Work to be completed: Copy the lines below word for word, omitting the pictures from your answer.

Stored items from a collection
·····

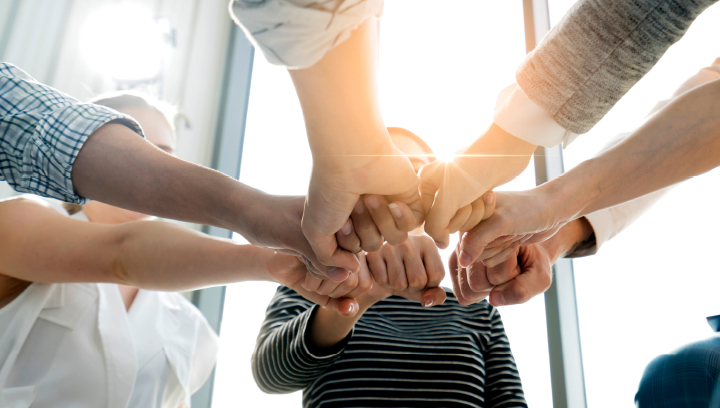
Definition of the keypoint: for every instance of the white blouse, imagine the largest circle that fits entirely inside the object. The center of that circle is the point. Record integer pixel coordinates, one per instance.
(75, 345)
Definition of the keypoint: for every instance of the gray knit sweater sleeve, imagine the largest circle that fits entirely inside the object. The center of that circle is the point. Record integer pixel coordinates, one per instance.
(598, 51)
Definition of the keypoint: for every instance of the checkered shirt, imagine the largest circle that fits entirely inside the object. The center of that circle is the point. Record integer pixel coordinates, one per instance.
(41, 133)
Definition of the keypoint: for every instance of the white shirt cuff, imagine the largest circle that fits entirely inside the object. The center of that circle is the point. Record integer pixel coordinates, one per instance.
(516, 114)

·····

Solution to the exercise:
Definition of the keypoint: for every instance of the white blouse, imagine the largest circle that fits entirely inside the object. The center of that circle is the point. Record integer pixel coordinates, one per instance.
(75, 345)
Definition of the keypoint: for every instance of the gray knit sweater sleeve, imagine the largest circle that fits entirely inside the object. The center of that circle is the point. Record integer pixel coordinates, one per instance.
(598, 51)
Definition of the keypoint: for every instance of the checkered shirt, imagine the largest circle that fits entirely inside the object. The center of that circle is the point. Record integer pixel coordinates, one per instance.
(41, 133)
Definition of the keypoint: for every instance of the white shirt cuff, imagine the largest circle that fits entirely inside the object. The center of that circle is the point. Record integer pixel coordinates, one per instance.
(516, 114)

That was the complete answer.